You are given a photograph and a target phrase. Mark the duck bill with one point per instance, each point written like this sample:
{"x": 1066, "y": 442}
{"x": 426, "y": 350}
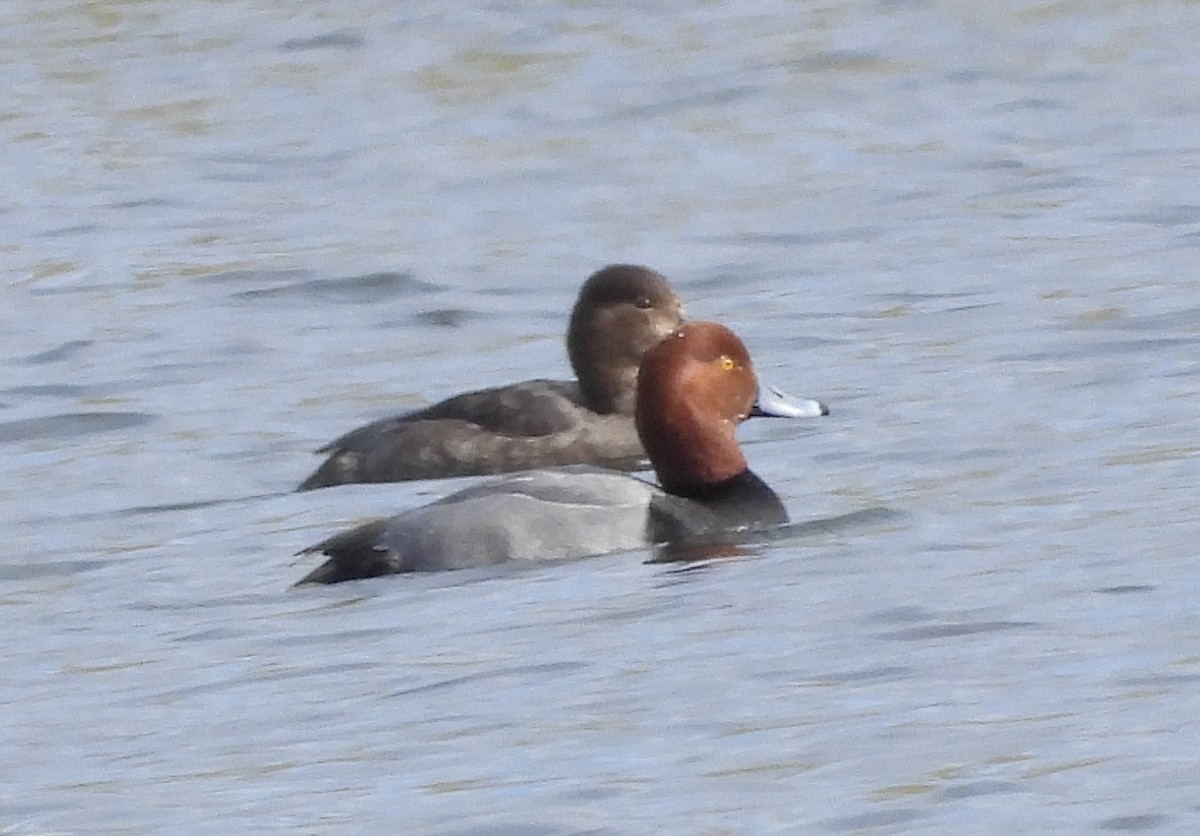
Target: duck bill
{"x": 775, "y": 403}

#### Instructions to follow:
Could you copy the listing above exactly, without its pictures?

#### Solution:
You are given a photograph and a target phrase. Mark the duck bill with one point per instance, each point written like this sample:
{"x": 1066, "y": 442}
{"x": 426, "y": 350}
Target: duck bill
{"x": 775, "y": 403}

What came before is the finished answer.